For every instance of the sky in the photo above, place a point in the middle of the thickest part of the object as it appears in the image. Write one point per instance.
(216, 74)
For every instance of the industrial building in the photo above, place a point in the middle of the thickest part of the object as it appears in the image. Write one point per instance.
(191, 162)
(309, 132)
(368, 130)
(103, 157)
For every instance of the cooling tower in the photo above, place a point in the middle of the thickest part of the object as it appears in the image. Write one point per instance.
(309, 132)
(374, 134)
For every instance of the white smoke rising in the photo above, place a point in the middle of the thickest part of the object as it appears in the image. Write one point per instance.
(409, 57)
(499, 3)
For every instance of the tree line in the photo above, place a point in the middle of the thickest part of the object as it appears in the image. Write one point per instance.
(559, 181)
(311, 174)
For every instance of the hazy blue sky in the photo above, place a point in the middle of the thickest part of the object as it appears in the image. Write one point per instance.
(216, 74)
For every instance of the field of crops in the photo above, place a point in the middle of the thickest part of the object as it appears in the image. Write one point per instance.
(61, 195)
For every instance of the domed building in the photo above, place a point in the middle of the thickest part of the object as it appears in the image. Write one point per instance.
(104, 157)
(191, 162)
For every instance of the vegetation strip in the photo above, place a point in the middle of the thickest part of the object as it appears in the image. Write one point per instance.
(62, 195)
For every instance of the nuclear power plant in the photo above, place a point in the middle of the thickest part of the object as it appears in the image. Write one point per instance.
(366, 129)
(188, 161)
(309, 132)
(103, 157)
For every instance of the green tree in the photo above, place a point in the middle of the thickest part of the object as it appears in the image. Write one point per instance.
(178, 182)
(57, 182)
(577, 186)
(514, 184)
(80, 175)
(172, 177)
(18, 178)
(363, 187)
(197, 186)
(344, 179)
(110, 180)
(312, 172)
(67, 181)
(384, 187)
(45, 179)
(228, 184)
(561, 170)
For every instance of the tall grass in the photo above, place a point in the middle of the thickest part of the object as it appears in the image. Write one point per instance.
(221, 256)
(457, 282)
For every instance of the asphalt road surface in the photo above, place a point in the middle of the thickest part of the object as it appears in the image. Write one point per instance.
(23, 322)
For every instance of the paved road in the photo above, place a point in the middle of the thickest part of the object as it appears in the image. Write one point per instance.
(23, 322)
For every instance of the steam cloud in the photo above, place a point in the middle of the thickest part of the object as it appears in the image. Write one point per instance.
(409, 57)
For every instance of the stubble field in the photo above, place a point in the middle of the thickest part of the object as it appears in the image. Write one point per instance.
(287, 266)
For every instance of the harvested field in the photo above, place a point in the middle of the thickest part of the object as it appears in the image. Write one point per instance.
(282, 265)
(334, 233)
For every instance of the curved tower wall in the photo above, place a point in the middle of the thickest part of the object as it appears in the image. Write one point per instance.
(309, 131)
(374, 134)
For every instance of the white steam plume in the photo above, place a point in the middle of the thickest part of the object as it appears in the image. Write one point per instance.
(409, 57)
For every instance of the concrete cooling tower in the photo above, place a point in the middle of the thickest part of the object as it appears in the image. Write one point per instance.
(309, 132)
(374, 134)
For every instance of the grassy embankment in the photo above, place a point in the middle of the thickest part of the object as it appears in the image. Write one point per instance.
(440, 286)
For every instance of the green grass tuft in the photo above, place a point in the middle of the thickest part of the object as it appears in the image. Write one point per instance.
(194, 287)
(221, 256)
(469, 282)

________________________

● PROBLEM DESCRIPTION: Turn the data above into a numbered list, one line per item, and leave out any blank lines.

● WRITTEN SOLUTION:
1. For every instance of the sky in the photo above, place a point in the middle of the thickest part of the object as it appears in the image. Write one point per instance.
2. (216, 74)
3. For every instance of the industrial building in the photo above, place a point in the middle of the thickest part of the object as it appears in the image. Write one point per instance.
4. (191, 162)
5. (309, 132)
6. (368, 130)
7. (103, 157)
8. For every instance of the cooling tower in the photo above, place a point in the middle of the thickest part of the object as it appears in the image. Write one point per instance.
9. (309, 132)
10. (374, 134)
11. For every instance of the white smoke rising in the photo above, place a point in the middle of the thickest part of the object as it appears in the image. Write one point per instance.
12. (409, 57)
13. (499, 3)
14. For every instance of the tree line in the photo above, place a point in the middle of the thickest part of the object as it appears in the image. Write one point per instance.
15. (559, 181)
16. (311, 174)
17. For every instance of the hazy blue sky in the photo above, place a point in the middle of the thickest part of the object as it appears in the image. Write one point per instance.
18. (216, 74)
19. For every instance of the field of crops in the photo above, place a point in the middle of the thickest part of the object as it appears in the image. Write one point per instance.
20. (61, 195)
21. For every instance of the domed building in the photo above, place a point in the middle of the thickest part of the object as it appears in the image. Write one point per instance.
22. (104, 157)
23. (191, 162)
24. For every instance of the vegetation strip in the photo above, place a point in the middle of the thickest part of the object as it appears in the image. Write one point per instance.
25. (62, 195)
26. For every instance of the nuclear power plant in the photo above, place a point in the middle of the thickest part of the object as it appears in the image. Write one point per instance.
27. (366, 129)
28. (188, 161)
29. (309, 132)
30. (103, 157)
31. For every instance of the green tree in the photo above, place a point in the middle of the thickest part of the object as it appears in the image. Write one point per instance.
32. (178, 182)
33. (57, 182)
34. (577, 186)
35. (514, 184)
36. (80, 175)
37. (172, 177)
38. (18, 178)
39. (363, 187)
40. (197, 186)
41. (344, 179)
42. (110, 180)
43. (312, 172)
44. (67, 181)
45. (384, 187)
46. (45, 179)
47. (228, 184)
48. (561, 170)
49. For every instance of the tall grass in the photo above, place a point in the middle of the thickest part of the object as it appears in the image. Write one point per instance.
50. (221, 256)
51. (457, 282)
52. For every instance of the asphalt road surface in the photo above, place a point in the middle of the thickest part of the object as it appears in the image. Write one point per instance.
53. (23, 322)
54. For every instance of the paved road in the photo above, place a point in the middle of the thickest part of the object as it appears in the image. Write one point per instance.
55. (23, 322)
56. For every instance of the steam cloud in the photo above, place a point in the middle of the thickest part of the object as it appears in the image. Write one point per instance.
57. (409, 57)
58. For every instance of the stubble field in the photo above, place a point in the middle of the thickest part of the object as it appears in the image. Write one point per instance.
59. (287, 266)
60. For every instance of the harvested field in the photo above, place a point in the middle of the thickest part of the object as it appears in the image. Write one point per instance.
61. (282, 265)
62. (334, 233)
63. For every instance of the curved tower wall in the photo above, place a point in the middle of the thickest part of the object as it appears in the image. Write one point per instance.
64. (309, 131)
65. (374, 134)
66. For every instance of the white steam plume in the photo above, place a point in the middle of the thickest part of the object as it appears in the image. Write one point per instance.
67. (409, 57)
68. For every instance of the concrete cooling tower in the photo above, place a point in the middle of the thickest part of the object as it appears in the image. Write one point per instance.
69. (309, 132)
70. (374, 134)
71. For every instance of the grassy embankment in the photo above, place a point in the middle of the thickest part of the object as it appears in the image. Write one point per instance.
72. (440, 286)
73. For every instance of the green grass tuft in the photo above, place a point in the middle of the thickest part of the object as it appears in the image. Write one point per instance.
74. (194, 287)
75. (221, 256)
76. (469, 282)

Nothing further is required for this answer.